**Task goal:** Please rewrite all of the items below, substituting "Mark a point" for every occurrence of "Indicate a point" and keeping everything else the same.

Pointing items
○ ○ ○ ○ ○
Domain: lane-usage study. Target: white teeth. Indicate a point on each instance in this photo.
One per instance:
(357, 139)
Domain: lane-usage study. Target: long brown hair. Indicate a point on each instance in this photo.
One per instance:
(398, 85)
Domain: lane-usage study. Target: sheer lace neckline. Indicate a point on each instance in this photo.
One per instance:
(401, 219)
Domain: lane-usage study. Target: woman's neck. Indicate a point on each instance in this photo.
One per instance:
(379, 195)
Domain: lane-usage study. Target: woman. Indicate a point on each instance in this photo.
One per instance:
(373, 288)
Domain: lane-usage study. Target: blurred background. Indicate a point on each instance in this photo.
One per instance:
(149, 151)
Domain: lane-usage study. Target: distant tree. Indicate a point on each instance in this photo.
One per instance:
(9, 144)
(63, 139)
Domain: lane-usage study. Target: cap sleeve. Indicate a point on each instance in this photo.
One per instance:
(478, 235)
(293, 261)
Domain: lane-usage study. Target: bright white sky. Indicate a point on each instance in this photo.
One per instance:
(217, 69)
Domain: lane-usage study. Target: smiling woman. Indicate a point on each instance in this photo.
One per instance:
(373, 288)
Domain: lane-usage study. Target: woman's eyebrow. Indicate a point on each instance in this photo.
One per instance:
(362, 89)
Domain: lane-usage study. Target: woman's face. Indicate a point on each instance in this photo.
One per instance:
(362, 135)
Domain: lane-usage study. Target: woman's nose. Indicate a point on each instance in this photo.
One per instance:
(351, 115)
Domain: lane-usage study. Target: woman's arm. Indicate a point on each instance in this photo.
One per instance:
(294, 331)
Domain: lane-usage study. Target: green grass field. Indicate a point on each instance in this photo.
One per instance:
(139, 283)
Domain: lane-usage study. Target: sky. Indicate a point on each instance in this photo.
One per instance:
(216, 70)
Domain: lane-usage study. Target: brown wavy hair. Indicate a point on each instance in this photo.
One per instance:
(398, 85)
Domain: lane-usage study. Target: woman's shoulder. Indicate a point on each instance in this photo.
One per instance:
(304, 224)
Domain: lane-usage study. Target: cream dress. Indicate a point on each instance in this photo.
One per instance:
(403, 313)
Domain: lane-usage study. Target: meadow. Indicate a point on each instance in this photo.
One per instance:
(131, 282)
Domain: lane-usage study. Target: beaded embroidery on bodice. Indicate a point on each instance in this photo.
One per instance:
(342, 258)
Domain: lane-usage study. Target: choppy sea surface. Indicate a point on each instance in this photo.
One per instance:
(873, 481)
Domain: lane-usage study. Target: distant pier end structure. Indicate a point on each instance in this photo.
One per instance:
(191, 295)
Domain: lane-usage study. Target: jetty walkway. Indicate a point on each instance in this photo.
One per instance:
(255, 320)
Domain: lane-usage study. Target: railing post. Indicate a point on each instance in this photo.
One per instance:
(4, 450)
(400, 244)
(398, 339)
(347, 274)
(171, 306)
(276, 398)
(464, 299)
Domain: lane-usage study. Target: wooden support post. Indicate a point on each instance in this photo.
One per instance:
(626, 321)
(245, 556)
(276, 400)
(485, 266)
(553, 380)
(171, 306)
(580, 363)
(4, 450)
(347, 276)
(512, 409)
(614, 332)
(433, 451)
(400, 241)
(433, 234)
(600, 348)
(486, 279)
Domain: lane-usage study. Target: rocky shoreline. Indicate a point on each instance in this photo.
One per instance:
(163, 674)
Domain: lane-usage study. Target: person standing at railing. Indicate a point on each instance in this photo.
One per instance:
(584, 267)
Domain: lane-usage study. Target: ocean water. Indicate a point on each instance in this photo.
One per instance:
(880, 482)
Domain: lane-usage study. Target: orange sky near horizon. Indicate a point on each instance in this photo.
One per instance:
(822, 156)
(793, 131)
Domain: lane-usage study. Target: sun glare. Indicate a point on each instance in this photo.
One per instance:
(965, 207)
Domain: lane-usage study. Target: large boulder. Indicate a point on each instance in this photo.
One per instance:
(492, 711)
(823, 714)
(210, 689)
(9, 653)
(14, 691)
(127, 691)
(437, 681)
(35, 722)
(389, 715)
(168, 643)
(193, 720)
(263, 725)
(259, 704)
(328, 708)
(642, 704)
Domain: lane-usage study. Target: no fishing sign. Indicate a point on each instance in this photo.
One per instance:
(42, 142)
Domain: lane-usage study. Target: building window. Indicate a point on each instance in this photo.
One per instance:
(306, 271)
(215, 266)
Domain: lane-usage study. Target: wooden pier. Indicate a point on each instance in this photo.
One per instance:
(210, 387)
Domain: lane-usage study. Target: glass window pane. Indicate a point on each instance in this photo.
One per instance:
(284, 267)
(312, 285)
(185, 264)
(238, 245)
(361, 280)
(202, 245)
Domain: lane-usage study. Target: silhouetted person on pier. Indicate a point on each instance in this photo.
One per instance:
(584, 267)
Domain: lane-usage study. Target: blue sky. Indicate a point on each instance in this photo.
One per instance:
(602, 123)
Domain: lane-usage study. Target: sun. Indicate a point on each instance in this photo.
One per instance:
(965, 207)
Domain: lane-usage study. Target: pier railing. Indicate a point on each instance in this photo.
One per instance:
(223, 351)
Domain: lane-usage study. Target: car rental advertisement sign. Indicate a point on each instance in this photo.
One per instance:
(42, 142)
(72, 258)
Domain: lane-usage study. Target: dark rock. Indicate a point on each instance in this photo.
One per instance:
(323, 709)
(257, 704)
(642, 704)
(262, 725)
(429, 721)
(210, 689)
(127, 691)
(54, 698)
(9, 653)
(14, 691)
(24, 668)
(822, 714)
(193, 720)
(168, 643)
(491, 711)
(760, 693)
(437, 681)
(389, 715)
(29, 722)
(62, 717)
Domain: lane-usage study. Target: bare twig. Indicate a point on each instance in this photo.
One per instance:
○ ○ ○ ○ ○
**Exercise answer:**
Domain: lane-usage study. Target: white teeth. Mark a point on each instance in this photo.
One per instance:
(357, 139)
Domain: lane-usage study. Target: long brown hair. Mark a point on each instance in this photo.
One per instance:
(398, 85)
Domain: lane-usage study. Target: sheer lace neckline. Mark a point on each instance in this photo.
One per instance:
(401, 219)
Domain: lane-usage study. Target: woman's neck. Mark a point on each instance in this photo.
One per instance:
(379, 195)
Domain: lane-usage study. Target: woman. Mark a point on each instance in this photo.
One per instance:
(373, 288)
Domain: lane-usage study. Target: blurred background. Mark a point on each instance in this photo.
One per instance:
(149, 151)
Domain: lane-usage study. Target: distant tree. Mark a point on each instance in this photo.
One per instance:
(9, 144)
(63, 139)
Domain: lane-usage study. Target: cap sleeve. Mark a point on each instance in this photo.
One per instance:
(478, 235)
(293, 261)
Domain: lane-usage study. Target: bright white sky. Mark a point on each instance in this photo.
One per instance:
(217, 69)
Domain: lane-usage study. Target: smiling woman. Mark a point on each instance in this photo.
One per instance:
(373, 288)
Domain: lane-usage study. Target: woman's eyebrow. Mark a point on each instance in this photo.
One per instance:
(362, 89)
Domain: lane-usage study. Target: woman's face. Mark a point on each instance in this photo.
One per instance:
(362, 135)
Domain: lane-usage study. Target: woman's nose. Mark a point on each instance in this photo.
One per instance:
(351, 115)
Domain: lane-usage study. Target: woman's arm. Mark a point on each instance in this photo.
One per instance:
(294, 331)
Domain: lane-usage study. Target: green grass field. Mark a point on each instance in this photo.
One per instance:
(139, 283)
Domain: lane-usage study. Target: sky. Mark a point on each instance in this photo.
One per instance:
(216, 70)
Domain: lane-usage study. Target: brown wavy hair. Mark a point on each instance in this photo.
One per instance:
(398, 85)
Domain: lane-usage study. Target: woman's shoulder. Mark a point on each instance in this photo.
One per instance:
(304, 224)
Domain: lane-usage study. Target: cream dress. Mark a point on each instance in this photo.
One per instance:
(403, 313)
Domain: lane-usage study. Target: meadow. Mark a point on each instance in this photo.
One per instance:
(131, 282)
Domain: lane-usage study. Target: beaded embroidery on bodice. Mark a point on each instance in this photo.
One per instance:
(342, 258)
Domain: lane-usage study. Target: choppy sea surface. Mark a point on each instance in this photo.
One per instance:
(873, 481)
Domain: lane-usage study. Target: distant pier end structure. Mark a point on each instance in this photo.
One per instance:
(191, 295)
Domain: lane-usage study. Target: jetty walkway. Mark a point on each instance in this photo.
One per instance:
(255, 320)
Domain: lane-usage study. Target: railing post. Mark a point on each instance in this photo.
One per instance:
(4, 450)
(400, 244)
(398, 339)
(347, 274)
(171, 306)
(276, 398)
(464, 299)
Domain: lane-usage study. Target: wooden support post. Mark a point on each instance in this photo.
One per instance:
(626, 321)
(245, 556)
(276, 400)
(485, 266)
(553, 380)
(171, 306)
(580, 363)
(4, 450)
(347, 276)
(512, 409)
(614, 332)
(433, 451)
(400, 241)
(433, 234)
(600, 348)
(486, 279)
Domain: lane-usage study. Target: rocky shoreline. Mark a point on each instance in this photo.
One per instance:
(163, 674)
Domain: lane-usage study. Target: person standing at railing. Mark a point on each instance in this photo.
One per instance:
(584, 267)
Domain: lane-usage study. Target: ocean water. Mark a point on each instance in this photo.
One per instance:
(880, 482)
Domain: lane-usage study. Target: orange sky near horizon. Mark a point on each instance in this photo.
One per instance:
(822, 156)
(793, 131)
Domain: lane-usage study. Target: sun glare. Mark a point on each instance in this photo.
One per instance:
(965, 207)
Domain: lane-usage study. Target: large boulder. Mark a point on each instance in this photo.
One per instance:
(492, 711)
(823, 714)
(210, 689)
(9, 653)
(14, 691)
(127, 691)
(437, 681)
(35, 722)
(389, 715)
(168, 643)
(193, 720)
(263, 725)
(259, 704)
(328, 708)
(642, 704)
Domain: lane-usage study. Target: no fishing sign. Mark a point on each instance in this photo.
One per instance:
(42, 142)
Domain: lane-usage study. Target: building window. Mark a point on each instance in this photo.
One per instance:
(306, 271)
(215, 266)
Domain: lane-usage study. Target: wooden pier. Mark a point on each instance in this photo.
One per instance:
(210, 387)
Domain: lane-usage study. Target: glass window pane. Mark a point on each instance in this photo.
One per instance:
(284, 267)
(312, 285)
(185, 264)
(238, 245)
(361, 280)
(202, 245)
Domain: lane-usage study. Target: silhouetted person on pier. Mark a point on each instance in this photo.
One per instance:
(584, 267)
Domain: lane-usage study. Target: blue sky. Mark a point on each instance in this photo.
One per instance:
(602, 123)
Domain: lane-usage study. Target: sun. Mark a point on each instance in this photo.
One per instance:
(965, 207)
Domain: lane-usage study. Target: pier railing. Mark a point on each instance in this photo.
One per instance:
(223, 351)
Domain: lane-usage study. Target: car rental advertisement sign. Mark a point on each instance in this photo.
One per instance:
(42, 142)
(72, 258)
Domain: lane-usage study. Target: dark rock. Mark a point on each instance in this photo.
One per instance:
(323, 709)
(257, 704)
(642, 704)
(262, 725)
(429, 721)
(210, 689)
(127, 691)
(54, 698)
(9, 653)
(14, 691)
(24, 668)
(822, 714)
(193, 720)
(168, 643)
(491, 711)
(760, 693)
(437, 681)
(389, 715)
(29, 722)
(62, 717)
Domain: lane-usage study. Target: bare twig. Mark a point on each instance in this photo.
One per instance:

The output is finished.